### Extrait

Luttes tricontinentales et pensées alternatives
Et puis, cette remarque ne tient du tout pas compte du fait que les autodidactes ayant accepté de se ressourcer à la pensée marxiste furent soupçonnées d’être de connivence avec »le communisme ». C’est-à-dire d’être de mèche avec la pensée alternative au capitalisme et inspirée (entre autres) par la révolution de 1918. Lumumba va en payer un prix très fort. Ses contacts avec Nkrumah, Nasser, Moumié, Frantz Fanon, etc. n’ont pas été vus d’un bon œil par »les petites mains du capital ».
Rappelons que ces dignes fils de l’Afrique rencontrés par Lumumba étaient porteurs de toute une lutte »tricontinentale » fondée sur des pensées alternatives à la pensée dominante.
L’assassinat de Lumumba est un signal fort. Il nous apprend qu’à son indépendance, le Congo-Kinshasa a eu un premier Ministre et des proches ayant d’autres sources d’inspiration que la pensée capitaliste dominante. Avoir approfondi une idéologie différente du capitalisme a été fatal pour Lumumba. « Il n’était pas du bon côté de l’histoire ».
Dans sa lettre à sa femme, Pauline, Lumumba rappelle que »nous ne sommes pas seuls ». Il fait une référence implicite à la Tricontinentale, aux luttes portées par l’Asie, l’Amérique latine et l’Afrique et alimentées par des rencontres soutenues des élites politiques et intellectuelles de ces trois continents. Sur cette question, il y a lieu de lire avec beaucoup d’intérêt, »La Tricontinentale. Les peuples du tiers-monde à l’assaut du ciel » de Saïd Boumama (2016).
Disons tout de suite que l’ assassinat de Lumumba est un signal fort. Il nous apprend qu’à son indépendance, le Congo-Kinshasa a eu un premier Ministre et des proches (Kashamura et Gizenga) ayant d’autres sources d’inspiration que la pensée capitaliste dominante. Avoir approfondi une idéologie différente du capitalisme a été fatal pour Lumumba. »Il n’était pas du bon côté de l’histoire ». Qui le remplace ? Quelle était l’idéologie politique de Mobutu ou de Tshombe dans les années 1960 ? Quelle était-elle ? Les témoins de notre histoire collective peuvent nous informer.
A notre avis, »la désorientation existentielle » provoquée par l’assassinat de Lumumba a sonné le glas de la recherche d’une pensée politique alternative au capitalisme.
»Ses petites mains averties » ont créé, dans les années 50, le Bilderberg, pour contrer la pensée »tricontinentale » ; et plus tard, vers les années 1970, la Trilatérale, pour véhiculer, à travers les écoles et les universités, à travers les médias dominants, l’idéologie du turbo-capitalisme (et plus tard du néolibéralisme) comme »pensée (unique) indépassable. »There is not alternative », dira Mme Albright, forte du soutien de Ronald Reagan au Consensus de Washington, véritable »Evangile » du fondamentalisme du marché.

### Données fournies
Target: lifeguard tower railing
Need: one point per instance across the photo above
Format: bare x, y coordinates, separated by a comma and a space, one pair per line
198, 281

### Exercices
1: Relevez les noms des personnalités avec lesquelles, selon l'extrait sur Lumumba, Lumumba a eu des contacts.
2: Reprenez l'extrait sur Lumumba à la suite de sa dernière phrase et poursuivez-le, s'il vous plaît.
Les données ne servent à rien pour ce travail.

### Réponses ci-dessous
1: Nkrumah, Nasser, Moumié, Frantz Fanon

2:
Empêcher l’irruption des masses populaires dans la sphère publique
Rappelons, donc, que pour combattre les idées alternatives de trois continents, soucieux de rompre avec l’ensauvagement capitaliste, deux autres continents et un pays asiatique dénommé »l’empire de l’intelligence » (l’Europe, l’Amérique et le Japon) ont cherché à anéantir leurs efforts (intellectuels) en créant la Trilatérale. Celle-ci devait, forte du soutien de ses »experts », empêcher l’irruption des masses populaires dans la sphère publique en faisant de l’école, des églises, de l’université et des médias les lieux de la fabrication des citoyens apathiques. Les »experts » de la Trilatérale avaient (et ont encore) une mission : transformer les citoyens en simples consommateurs des produits du marché et faire des oligarques du marché »les nouveaux maîtres du monde ».
Depuis les années 1970, le capitalisme ensauvagé est resté l’idéologie dominante. La montée du »socialisme du XXI ème siècle » en Amérique latine vers les années 1998-2000 le pousse à transformer cette partie du monde en un champ de »guerres par morceau ». Le Brésil, le Venezuela, la Bolivie, l’Equateur, etc. en paient le prix. Un prix très fort.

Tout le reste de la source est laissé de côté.